* _Source extract_
A bug in an open source library has led to ChatGPT's first major data leak, exposing limited chat history and payment information from an undetermined number of users.
AI unicorn OpenAI, owner of the widely popular conversational tool ChatGPT, said it discovered an issue early last week when a bug enabled some users to view the titles (and possibly the first message) of conversations from another user's chat history.
"We took ChatGPT offline earlier this week due to a bug in an open-source library which allowed some users to see titles from another active user’s chat history," said OpenAI.
"It’s also possible that the first message of a newly-created conversation was visible in someone else’s chat history if both users were active around the same time," it added.
On 21 March, OpenAI temporarily took down ChatGPT to investigate the vulnerability, leaving the AI tool inaccessible for over an hour and its chat history feature offline for most of the day.
Deeper investigations later revealed the issue not only exposed user chat history, but a range of user payment information as well.
"During a nine-hour window on March 20, 2023 [in Pacific Time], another ChatGPT user may have inadvertently seen your billing information when clicking on their own ‘Manage Subscription’ page," said a notification to impacted customers.
"In the hours before we took ChatGPT offline on Monday, it was possible for some users to see another active user’s first and last name, email address, payment address, the last four digits (only) of a credit card number, and credit card expiration date," said OpenAI.

* _Data for analysis_
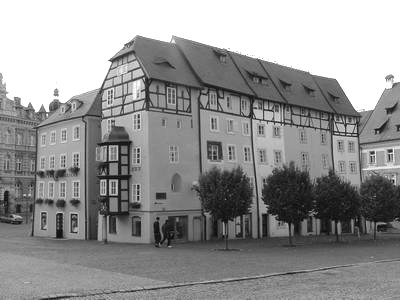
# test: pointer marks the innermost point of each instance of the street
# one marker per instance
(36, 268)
==
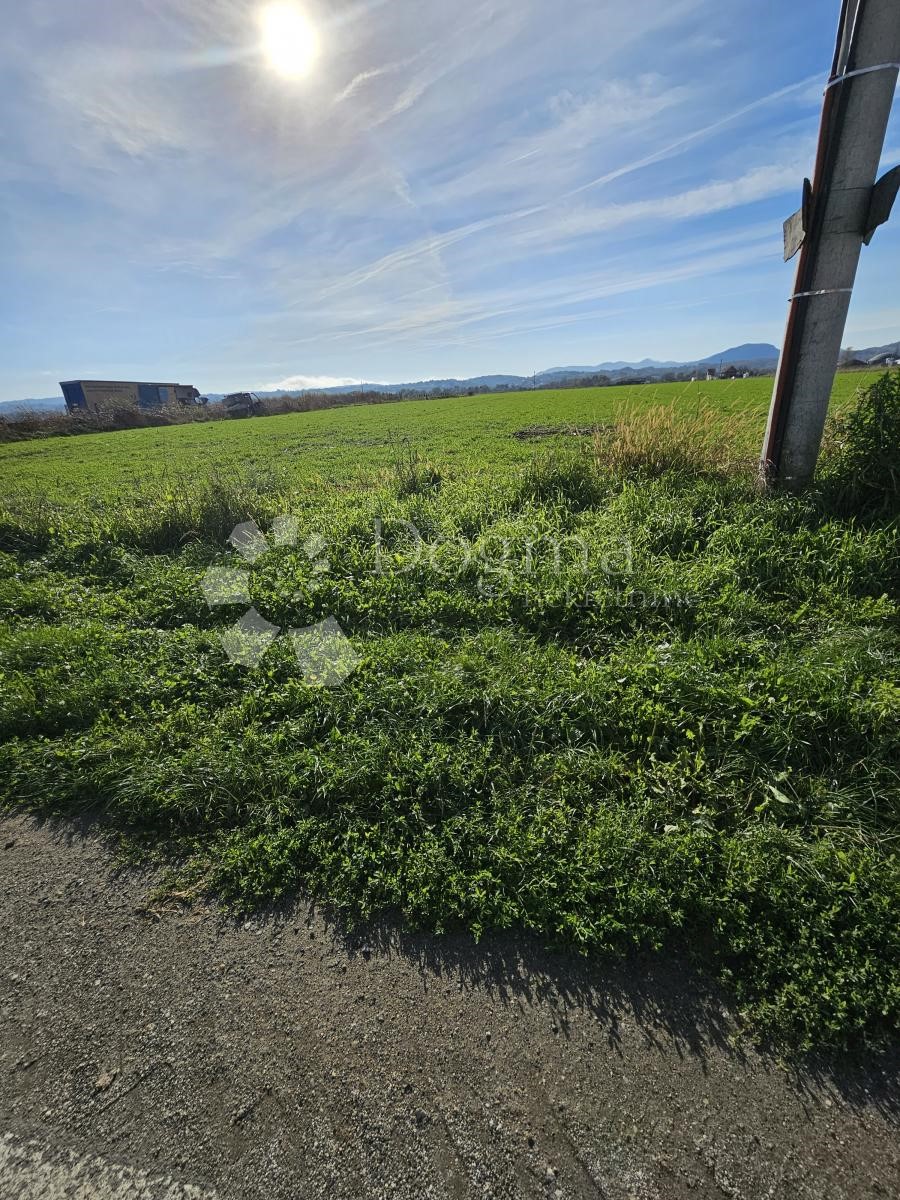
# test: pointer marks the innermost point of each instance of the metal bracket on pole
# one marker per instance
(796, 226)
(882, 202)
==
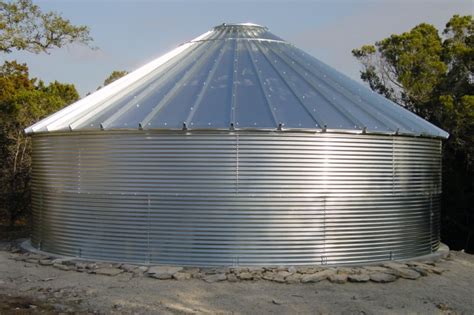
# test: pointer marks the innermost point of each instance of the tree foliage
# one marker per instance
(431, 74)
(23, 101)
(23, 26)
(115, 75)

* _Tasks for this exercise_
1. Rewrite the ChatGPT data-leak article starting at "A bug in an open source" and ending at "user's chat history.", replacing "unicorn" with "startup".
2. Extend the ChatGPT data-leak article by continuing it from its final sentence.
The rows have no connection to the ChatGPT data-leak article.

* _Exercise responses_
1.
A bug in an open source library has led to ChatGPT's first major data leak, exposing limited chat history and payment information from an undetermined number of users.
AI startup OpenAI, owner of the widely popular conversational tool ChatGPT, said it discovered an issue early last week when a bug enabled some users to view the titles (and possibly the first message) of conversations from another user's chat history.

2.
The company explained the "unintentional visibility" of payment-related data may have impacted 1.2 per cent of ChatGPT Plus subscribers who were active during a specific nine-hour window, and stressed no "full credit card numbers" were exposed at any time.
Caching bug to blame
OpenAI attributed its data leak to an issue in Redis, a piece of software which companies such as OpenAI use to cache user information and ease the load on their databases.
The company discovered a bug in the Redis client open-source library, redis-py, which created a caching issue and ultimately enabled users to view data from other accounts.
OpenAI offered a full technical breakdown of the problem, but in short: the bug involved a mix-up where some cancelled Redis requests could return corrupted data to a different request passing through the queue, even if it came from another user.
This resulted in data getting through where it otherwise should have resulted in a server error, thus enabling users to view other people's payment data and chat history in specific circumstances.
Caching bugs such as this are not unprecedented – in 2015, a notorious Christmas Day incident at digital distribution service Steam resulted in users seeing the personal data of other accounts due to a similar caching issue.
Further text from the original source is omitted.